Assignment:
How many lines in these entries contain the string "blurred"? Reply with the number alone.

Data extracts:
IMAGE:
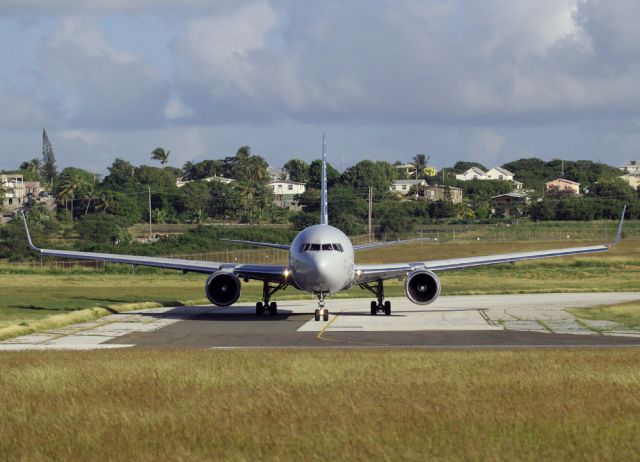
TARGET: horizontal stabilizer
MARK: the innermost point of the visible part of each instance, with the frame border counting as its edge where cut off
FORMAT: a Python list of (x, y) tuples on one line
[(258, 244), (375, 245)]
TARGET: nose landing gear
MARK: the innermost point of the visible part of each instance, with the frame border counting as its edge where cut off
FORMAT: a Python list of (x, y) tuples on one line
[(379, 306), (321, 311)]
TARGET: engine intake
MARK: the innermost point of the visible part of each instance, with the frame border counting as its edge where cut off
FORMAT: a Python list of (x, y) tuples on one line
[(222, 288), (422, 287)]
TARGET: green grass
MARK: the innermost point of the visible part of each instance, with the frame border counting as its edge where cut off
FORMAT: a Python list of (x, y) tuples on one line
[(627, 314), (320, 405)]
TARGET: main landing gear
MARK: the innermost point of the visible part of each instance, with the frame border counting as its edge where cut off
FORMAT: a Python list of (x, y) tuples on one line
[(379, 306), (321, 311), (265, 305)]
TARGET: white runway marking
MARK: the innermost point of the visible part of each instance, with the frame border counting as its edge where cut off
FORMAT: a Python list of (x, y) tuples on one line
[(535, 312)]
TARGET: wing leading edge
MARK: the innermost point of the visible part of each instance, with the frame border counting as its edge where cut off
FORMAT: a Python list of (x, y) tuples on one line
[(275, 273), (369, 273)]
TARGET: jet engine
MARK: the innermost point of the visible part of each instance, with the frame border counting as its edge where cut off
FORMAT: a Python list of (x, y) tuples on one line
[(422, 287), (222, 288)]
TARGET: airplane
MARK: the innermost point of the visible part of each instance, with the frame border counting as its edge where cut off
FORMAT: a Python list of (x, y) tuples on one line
[(322, 262)]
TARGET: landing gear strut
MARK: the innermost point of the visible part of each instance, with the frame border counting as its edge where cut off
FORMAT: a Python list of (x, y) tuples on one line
[(265, 305), (379, 306), (321, 311)]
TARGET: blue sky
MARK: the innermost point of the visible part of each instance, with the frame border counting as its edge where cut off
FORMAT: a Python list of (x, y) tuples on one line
[(488, 81)]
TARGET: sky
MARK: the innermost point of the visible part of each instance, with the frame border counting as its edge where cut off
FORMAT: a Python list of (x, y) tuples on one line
[(487, 81)]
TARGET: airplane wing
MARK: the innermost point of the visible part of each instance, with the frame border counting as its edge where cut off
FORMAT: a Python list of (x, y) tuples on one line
[(376, 245), (258, 244), (370, 273), (273, 273)]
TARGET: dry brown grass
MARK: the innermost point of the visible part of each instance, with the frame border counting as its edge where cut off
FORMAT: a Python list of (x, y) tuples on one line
[(320, 405)]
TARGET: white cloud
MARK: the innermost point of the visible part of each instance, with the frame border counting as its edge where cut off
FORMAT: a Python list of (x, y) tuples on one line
[(103, 86)]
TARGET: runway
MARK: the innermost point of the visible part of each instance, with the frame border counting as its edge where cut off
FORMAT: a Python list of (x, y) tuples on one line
[(492, 321)]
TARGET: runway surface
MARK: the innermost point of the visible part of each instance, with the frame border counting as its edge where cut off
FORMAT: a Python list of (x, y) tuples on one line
[(494, 321)]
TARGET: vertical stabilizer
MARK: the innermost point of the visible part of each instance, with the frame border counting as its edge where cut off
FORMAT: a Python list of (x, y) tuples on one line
[(324, 201)]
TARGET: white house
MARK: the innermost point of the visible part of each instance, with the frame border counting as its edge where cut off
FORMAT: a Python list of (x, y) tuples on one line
[(220, 179), (632, 168), (403, 186), (474, 173), (499, 173), (287, 188)]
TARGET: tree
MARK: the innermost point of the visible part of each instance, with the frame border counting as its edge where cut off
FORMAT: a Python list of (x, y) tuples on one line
[(201, 170), (34, 166), (49, 170), (72, 183), (421, 161), (121, 177), (160, 155), (297, 170), (378, 175)]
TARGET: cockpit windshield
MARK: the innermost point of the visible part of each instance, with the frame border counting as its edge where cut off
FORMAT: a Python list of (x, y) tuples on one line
[(306, 247)]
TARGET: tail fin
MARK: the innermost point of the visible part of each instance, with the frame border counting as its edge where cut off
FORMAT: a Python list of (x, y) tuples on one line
[(324, 201)]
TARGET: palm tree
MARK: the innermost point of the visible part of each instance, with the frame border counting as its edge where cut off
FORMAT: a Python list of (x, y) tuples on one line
[(420, 161), (69, 187), (161, 155), (33, 166)]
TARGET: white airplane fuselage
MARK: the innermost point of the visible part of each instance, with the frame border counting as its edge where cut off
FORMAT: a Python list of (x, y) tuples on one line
[(321, 260)]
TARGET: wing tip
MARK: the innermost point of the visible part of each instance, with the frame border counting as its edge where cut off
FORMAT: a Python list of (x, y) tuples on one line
[(618, 238), (26, 228)]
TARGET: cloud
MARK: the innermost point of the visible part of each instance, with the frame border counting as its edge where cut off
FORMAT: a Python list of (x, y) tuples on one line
[(103, 86), (19, 110), (42, 7)]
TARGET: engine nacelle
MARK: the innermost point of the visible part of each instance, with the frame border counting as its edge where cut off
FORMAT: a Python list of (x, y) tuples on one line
[(422, 287), (222, 288)]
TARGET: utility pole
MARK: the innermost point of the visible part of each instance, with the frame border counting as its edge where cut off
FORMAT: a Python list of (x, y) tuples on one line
[(149, 188), (370, 209)]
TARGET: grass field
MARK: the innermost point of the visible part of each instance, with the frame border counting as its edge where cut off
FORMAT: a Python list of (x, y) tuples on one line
[(627, 314), (320, 405), (28, 296)]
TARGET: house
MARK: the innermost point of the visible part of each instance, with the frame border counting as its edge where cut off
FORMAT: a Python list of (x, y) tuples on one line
[(473, 173), (220, 179), (15, 194), (562, 185), (403, 187), (407, 170), (499, 173), (632, 168), (440, 193), (631, 180), (509, 204), (285, 192)]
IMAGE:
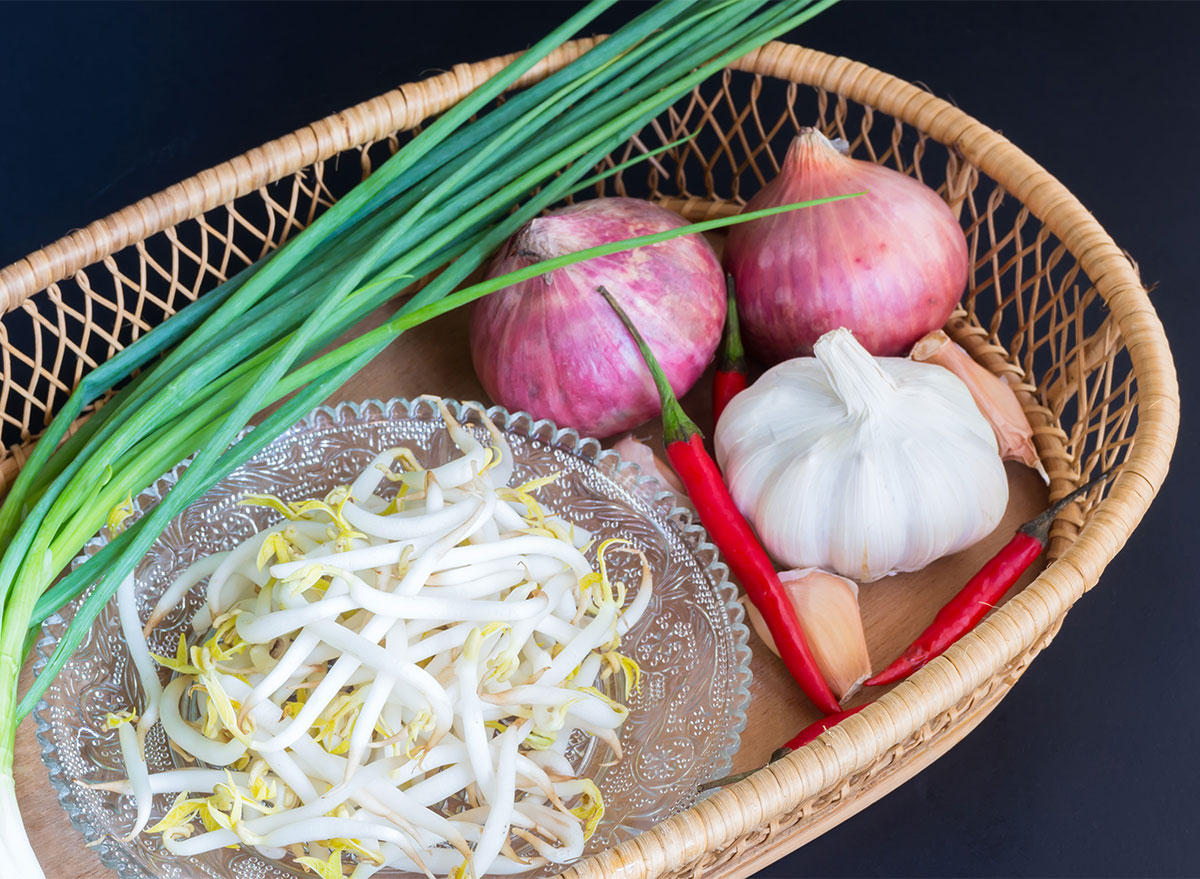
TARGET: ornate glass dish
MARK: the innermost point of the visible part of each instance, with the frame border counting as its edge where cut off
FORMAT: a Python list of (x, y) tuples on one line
[(684, 723)]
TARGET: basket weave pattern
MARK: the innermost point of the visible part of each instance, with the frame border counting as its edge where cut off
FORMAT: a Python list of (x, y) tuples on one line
[(1053, 305)]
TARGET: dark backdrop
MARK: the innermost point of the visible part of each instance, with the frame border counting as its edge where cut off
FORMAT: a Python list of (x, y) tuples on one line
[(1089, 769)]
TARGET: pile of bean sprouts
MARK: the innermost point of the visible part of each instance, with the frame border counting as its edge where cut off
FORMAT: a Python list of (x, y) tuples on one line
[(365, 661)]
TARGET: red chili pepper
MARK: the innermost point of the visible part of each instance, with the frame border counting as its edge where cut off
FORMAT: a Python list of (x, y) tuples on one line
[(731, 368), (982, 592), (730, 531), (799, 740), (815, 729)]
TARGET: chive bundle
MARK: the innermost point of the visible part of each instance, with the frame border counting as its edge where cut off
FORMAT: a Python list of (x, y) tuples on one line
[(442, 203)]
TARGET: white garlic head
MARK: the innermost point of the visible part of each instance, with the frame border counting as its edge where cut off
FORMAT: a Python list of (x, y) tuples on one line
[(859, 465)]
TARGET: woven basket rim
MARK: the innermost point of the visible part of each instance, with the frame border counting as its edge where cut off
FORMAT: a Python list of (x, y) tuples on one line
[(976, 658)]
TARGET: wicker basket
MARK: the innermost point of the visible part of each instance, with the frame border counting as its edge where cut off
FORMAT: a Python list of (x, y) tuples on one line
[(1053, 304)]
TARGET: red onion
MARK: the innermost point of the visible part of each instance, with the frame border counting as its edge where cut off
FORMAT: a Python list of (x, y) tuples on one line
[(552, 346), (889, 265)]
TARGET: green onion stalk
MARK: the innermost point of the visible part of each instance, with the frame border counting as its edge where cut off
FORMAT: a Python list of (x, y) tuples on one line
[(438, 208)]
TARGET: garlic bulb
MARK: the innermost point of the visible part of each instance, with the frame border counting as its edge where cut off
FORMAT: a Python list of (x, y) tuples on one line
[(858, 465)]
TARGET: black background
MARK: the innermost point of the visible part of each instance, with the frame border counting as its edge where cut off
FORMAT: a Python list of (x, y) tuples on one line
[(1089, 767)]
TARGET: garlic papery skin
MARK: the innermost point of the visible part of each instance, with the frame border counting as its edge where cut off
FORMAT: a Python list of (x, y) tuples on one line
[(858, 465), (994, 396), (827, 609)]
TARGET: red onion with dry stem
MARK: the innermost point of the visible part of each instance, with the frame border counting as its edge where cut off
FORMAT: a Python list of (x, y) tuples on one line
[(889, 265), (551, 346)]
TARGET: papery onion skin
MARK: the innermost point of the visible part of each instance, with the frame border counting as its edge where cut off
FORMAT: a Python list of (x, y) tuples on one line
[(889, 265), (553, 347)]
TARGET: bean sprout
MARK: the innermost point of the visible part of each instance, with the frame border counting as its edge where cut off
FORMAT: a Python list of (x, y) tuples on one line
[(367, 663)]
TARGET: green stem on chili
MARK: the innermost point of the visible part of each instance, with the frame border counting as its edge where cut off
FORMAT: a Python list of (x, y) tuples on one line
[(731, 366), (730, 531), (982, 591)]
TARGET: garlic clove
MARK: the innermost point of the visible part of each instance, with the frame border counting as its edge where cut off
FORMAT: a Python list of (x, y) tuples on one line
[(993, 395), (827, 608), (633, 449)]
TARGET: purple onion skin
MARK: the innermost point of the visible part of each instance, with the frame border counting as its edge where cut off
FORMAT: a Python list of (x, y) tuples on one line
[(891, 265), (552, 346)]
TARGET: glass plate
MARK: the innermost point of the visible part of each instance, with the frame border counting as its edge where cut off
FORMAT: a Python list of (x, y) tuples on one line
[(691, 646)]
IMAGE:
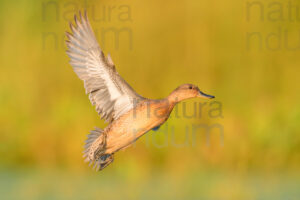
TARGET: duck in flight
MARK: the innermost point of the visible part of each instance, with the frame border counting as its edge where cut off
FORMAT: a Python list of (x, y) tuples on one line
[(129, 114)]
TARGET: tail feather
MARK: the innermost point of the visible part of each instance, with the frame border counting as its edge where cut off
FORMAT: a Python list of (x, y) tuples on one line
[(94, 150)]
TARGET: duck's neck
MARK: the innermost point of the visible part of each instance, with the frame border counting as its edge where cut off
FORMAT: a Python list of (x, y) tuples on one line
[(174, 98)]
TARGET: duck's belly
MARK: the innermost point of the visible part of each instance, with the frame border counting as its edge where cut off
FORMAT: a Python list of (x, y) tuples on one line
[(129, 127)]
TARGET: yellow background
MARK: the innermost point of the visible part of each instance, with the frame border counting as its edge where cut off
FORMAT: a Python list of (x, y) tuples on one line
[(45, 115)]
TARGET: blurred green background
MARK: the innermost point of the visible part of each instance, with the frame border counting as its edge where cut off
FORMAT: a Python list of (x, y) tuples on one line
[(246, 53)]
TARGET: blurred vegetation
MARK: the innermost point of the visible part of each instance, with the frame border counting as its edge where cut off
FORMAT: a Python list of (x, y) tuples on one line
[(45, 114)]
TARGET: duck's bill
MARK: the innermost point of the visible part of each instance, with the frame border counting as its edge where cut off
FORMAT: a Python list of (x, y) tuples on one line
[(205, 96)]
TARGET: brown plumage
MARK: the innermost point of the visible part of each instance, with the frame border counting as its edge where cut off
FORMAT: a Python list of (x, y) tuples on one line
[(129, 114)]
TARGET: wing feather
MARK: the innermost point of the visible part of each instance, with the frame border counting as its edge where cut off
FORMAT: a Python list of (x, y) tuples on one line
[(108, 92)]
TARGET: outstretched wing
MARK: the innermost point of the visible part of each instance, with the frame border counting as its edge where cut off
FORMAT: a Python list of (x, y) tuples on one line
[(111, 95)]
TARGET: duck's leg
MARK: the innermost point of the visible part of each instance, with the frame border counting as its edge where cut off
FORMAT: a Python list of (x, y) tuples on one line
[(95, 150)]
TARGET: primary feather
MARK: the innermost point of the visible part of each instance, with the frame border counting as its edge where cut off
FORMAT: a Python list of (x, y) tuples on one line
[(111, 95)]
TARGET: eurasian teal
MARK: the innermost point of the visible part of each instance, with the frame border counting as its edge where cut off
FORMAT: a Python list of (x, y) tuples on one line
[(129, 114)]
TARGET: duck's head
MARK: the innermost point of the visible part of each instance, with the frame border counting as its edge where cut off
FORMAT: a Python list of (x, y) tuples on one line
[(188, 91)]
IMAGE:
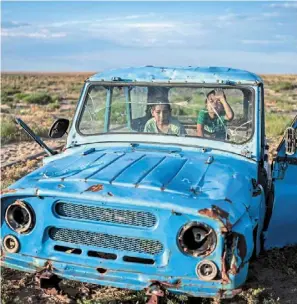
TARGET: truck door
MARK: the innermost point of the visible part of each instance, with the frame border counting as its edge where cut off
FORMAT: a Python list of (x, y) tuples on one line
[(282, 210)]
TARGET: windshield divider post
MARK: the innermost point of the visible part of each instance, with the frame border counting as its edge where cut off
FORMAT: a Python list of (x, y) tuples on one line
[(128, 107), (108, 107)]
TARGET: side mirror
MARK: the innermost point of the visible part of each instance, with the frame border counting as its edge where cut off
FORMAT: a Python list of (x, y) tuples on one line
[(290, 141), (59, 128)]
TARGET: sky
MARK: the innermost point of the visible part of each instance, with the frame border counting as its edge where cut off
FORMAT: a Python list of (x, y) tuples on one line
[(93, 36)]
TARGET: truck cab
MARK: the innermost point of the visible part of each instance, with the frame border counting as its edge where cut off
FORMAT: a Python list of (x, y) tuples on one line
[(164, 183)]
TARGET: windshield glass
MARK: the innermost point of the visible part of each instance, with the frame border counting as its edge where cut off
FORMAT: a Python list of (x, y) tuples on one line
[(224, 114)]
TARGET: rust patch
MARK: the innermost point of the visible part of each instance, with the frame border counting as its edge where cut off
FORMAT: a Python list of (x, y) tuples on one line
[(241, 246), (228, 200), (225, 277), (95, 188), (102, 270), (153, 299), (233, 270), (175, 213), (218, 214), (4, 191), (176, 284), (237, 291), (221, 294)]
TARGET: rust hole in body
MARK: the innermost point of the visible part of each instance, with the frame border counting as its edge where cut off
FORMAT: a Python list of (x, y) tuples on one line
[(218, 214), (102, 270), (95, 188), (197, 239)]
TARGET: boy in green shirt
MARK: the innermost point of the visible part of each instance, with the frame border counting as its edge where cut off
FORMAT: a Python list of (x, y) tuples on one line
[(212, 120), (162, 121)]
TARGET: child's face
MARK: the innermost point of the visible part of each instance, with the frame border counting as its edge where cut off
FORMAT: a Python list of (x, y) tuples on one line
[(213, 102), (161, 114)]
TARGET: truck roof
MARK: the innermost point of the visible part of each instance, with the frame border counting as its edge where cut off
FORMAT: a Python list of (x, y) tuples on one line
[(207, 75)]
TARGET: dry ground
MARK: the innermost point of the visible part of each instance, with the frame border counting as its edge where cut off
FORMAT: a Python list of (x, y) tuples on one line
[(272, 277)]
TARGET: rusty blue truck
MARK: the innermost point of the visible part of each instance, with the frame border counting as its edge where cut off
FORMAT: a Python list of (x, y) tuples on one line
[(164, 184)]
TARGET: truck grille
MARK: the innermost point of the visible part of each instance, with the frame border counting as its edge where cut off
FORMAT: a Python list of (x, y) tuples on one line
[(106, 241), (126, 217)]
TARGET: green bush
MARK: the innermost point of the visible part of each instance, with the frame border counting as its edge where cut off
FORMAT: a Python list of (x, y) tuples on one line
[(276, 124), (11, 91), (11, 132), (39, 98), (5, 98)]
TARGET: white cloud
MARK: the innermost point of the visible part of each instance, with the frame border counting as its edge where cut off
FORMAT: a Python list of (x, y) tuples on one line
[(43, 34), (276, 62), (262, 42), (292, 4)]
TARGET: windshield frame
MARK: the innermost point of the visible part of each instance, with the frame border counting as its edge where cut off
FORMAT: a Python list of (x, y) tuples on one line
[(89, 85)]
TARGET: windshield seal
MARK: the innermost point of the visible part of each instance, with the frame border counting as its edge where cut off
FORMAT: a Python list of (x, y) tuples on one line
[(89, 85)]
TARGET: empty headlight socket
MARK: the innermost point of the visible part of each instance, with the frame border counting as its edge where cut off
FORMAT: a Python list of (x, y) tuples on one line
[(20, 217), (197, 239)]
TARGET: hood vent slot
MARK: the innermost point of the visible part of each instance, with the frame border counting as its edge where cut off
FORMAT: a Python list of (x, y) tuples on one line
[(109, 215)]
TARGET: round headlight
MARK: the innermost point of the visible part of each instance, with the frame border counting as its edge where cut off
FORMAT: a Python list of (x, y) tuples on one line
[(197, 239), (207, 270), (20, 217), (11, 244)]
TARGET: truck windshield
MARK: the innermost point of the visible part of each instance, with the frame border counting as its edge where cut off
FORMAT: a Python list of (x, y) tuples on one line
[(224, 114)]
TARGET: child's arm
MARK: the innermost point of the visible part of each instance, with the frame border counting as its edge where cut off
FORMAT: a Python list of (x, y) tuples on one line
[(228, 110), (200, 132)]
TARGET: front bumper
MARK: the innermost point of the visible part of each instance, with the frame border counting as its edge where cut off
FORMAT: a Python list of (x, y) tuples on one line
[(127, 280)]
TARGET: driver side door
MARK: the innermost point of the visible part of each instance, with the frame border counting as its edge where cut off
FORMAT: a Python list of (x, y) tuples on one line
[(282, 225)]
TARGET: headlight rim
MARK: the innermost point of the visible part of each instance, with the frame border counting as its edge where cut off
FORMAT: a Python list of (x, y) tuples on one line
[(16, 227), (195, 253)]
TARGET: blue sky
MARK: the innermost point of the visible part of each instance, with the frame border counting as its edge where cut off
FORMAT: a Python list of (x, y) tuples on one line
[(92, 36)]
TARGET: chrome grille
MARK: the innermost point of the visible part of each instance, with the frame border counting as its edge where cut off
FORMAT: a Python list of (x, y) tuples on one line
[(106, 240), (110, 215)]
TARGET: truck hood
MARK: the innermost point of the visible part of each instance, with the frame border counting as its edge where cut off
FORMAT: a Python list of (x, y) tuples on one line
[(188, 179)]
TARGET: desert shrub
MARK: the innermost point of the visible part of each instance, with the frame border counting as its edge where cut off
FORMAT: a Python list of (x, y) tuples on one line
[(53, 106), (5, 98), (284, 86), (11, 132), (20, 96), (39, 98), (11, 91)]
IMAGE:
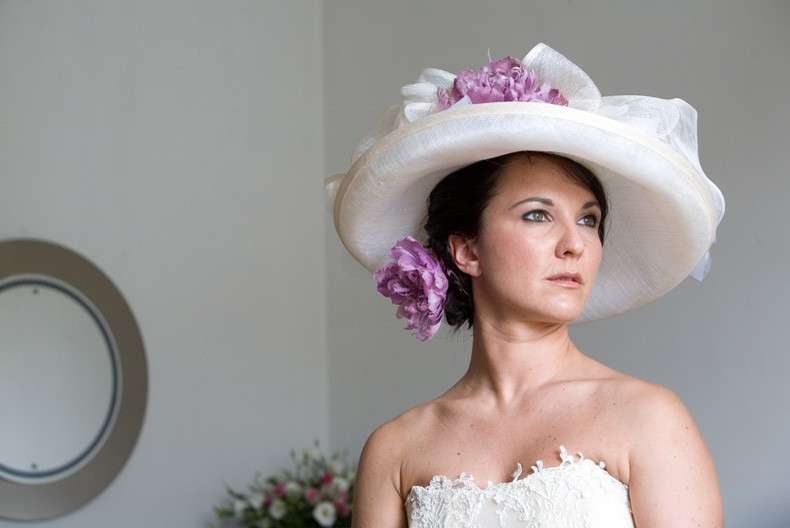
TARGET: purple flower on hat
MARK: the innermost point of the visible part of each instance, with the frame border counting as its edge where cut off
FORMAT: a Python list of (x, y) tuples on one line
[(417, 283), (504, 79)]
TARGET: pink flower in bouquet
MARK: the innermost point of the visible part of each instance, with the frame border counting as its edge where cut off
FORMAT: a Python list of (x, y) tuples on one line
[(312, 495), (327, 478), (279, 489)]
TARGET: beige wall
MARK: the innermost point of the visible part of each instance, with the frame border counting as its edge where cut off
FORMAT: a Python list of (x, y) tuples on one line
[(178, 145)]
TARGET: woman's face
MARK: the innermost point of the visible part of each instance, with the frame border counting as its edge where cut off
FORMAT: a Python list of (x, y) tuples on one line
[(522, 243)]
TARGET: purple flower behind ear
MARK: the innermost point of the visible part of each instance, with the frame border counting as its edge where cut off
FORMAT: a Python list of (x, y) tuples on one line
[(417, 283), (504, 79)]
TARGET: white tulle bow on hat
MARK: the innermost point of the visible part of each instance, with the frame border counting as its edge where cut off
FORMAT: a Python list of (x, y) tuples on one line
[(664, 210)]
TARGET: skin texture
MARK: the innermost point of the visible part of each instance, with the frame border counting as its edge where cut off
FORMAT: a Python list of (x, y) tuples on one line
[(528, 388)]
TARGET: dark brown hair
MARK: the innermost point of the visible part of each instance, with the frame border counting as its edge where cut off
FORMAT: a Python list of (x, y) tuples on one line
[(456, 204)]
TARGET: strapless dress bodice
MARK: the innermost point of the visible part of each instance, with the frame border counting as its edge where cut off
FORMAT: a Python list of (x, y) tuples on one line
[(574, 494)]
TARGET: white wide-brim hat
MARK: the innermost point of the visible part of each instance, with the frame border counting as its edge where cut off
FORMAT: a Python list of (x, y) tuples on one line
[(664, 211)]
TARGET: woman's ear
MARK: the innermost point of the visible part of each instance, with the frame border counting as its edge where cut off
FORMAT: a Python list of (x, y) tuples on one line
[(464, 252)]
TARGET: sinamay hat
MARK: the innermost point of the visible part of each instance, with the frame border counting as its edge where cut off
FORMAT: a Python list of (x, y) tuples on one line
[(664, 211)]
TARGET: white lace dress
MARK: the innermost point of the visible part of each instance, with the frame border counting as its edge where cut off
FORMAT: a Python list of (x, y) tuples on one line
[(574, 494)]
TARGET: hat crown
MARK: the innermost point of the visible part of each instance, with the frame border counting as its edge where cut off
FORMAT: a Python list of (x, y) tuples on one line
[(671, 121), (643, 149)]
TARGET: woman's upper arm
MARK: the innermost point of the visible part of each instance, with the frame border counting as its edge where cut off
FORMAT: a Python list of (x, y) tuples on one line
[(377, 499), (672, 477)]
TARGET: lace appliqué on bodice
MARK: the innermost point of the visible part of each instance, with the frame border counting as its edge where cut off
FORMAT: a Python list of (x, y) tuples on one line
[(575, 494)]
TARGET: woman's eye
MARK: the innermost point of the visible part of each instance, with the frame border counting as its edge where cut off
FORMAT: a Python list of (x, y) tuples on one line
[(542, 212), (595, 220)]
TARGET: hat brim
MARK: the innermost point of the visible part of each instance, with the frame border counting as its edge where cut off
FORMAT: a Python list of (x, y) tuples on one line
[(661, 219)]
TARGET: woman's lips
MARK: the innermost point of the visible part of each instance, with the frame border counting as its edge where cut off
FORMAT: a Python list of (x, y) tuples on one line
[(567, 283)]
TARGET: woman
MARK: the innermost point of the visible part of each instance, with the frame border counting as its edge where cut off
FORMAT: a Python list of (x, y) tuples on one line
[(513, 248)]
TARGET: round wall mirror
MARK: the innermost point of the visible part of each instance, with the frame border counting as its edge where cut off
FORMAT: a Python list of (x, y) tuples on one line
[(73, 382)]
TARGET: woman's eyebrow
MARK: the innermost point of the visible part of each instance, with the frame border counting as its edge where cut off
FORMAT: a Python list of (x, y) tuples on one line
[(547, 201)]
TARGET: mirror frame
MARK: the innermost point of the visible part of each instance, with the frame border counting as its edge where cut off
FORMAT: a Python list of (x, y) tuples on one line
[(26, 256)]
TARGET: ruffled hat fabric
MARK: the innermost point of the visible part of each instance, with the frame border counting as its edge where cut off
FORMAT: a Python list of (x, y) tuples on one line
[(664, 210)]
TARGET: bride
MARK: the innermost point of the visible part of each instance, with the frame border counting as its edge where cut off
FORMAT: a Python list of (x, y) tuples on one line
[(536, 432)]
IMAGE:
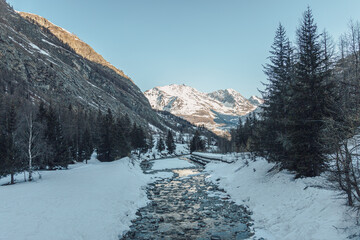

Exercise result:
2